STATED PROBLEM. Give the lines below as a numbered list, starting with the first one and going on through the line that contains "xmin=254 ymin=113 xmax=283 ymax=173". Leave out blank lines and the pictures.
--- TASK INPUTS ---
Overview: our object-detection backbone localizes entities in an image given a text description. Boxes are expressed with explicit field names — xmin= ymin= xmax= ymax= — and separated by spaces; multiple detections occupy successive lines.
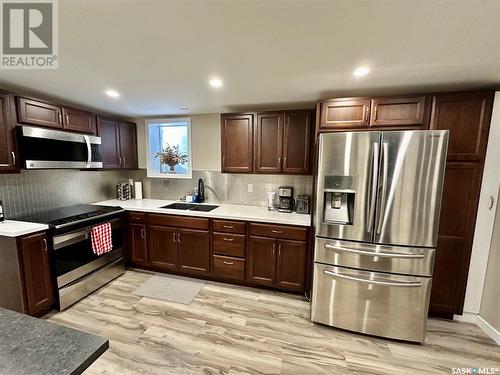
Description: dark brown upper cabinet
xmin=97 ymin=116 xmax=138 ymax=169
xmin=97 ymin=117 xmax=122 ymax=169
xmin=221 ymin=114 xmax=254 ymax=173
xmin=17 ymin=97 xmax=63 ymax=129
xmin=119 ymin=121 xmax=138 ymax=169
xmin=221 ymin=109 xmax=313 ymax=174
xmin=254 ymin=113 xmax=283 ymax=173
xmin=318 ymin=98 xmax=370 ymax=131
xmin=430 ymin=91 xmax=494 ymax=161
xmin=63 ymin=107 xmax=96 ymax=134
xmin=0 ymin=92 xmax=19 ymax=172
xmin=17 ymin=97 xmax=96 ymax=134
xmin=370 ymin=95 xmax=429 ymax=129
xmin=282 ymin=111 xmax=312 ymax=174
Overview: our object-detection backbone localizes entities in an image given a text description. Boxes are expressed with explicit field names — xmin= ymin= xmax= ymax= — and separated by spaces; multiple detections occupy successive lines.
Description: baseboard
---
RESULT.
1. Overview: our object-detection backbone localizes entities in an image given a text description. Boxes are expressed with explicit field names — xmin= ymin= xmax= ymax= — and separated by spaces; multiple detections occupy successive lines.
2. Description: dark brown upper cabinet
3. xmin=97 ymin=116 xmax=138 ymax=169
4. xmin=97 ymin=117 xmax=122 ymax=169
5. xmin=221 ymin=114 xmax=254 ymax=173
6. xmin=17 ymin=97 xmax=63 ymax=129
7. xmin=119 ymin=121 xmax=138 ymax=169
8. xmin=221 ymin=109 xmax=313 ymax=174
9. xmin=254 ymin=113 xmax=283 ymax=173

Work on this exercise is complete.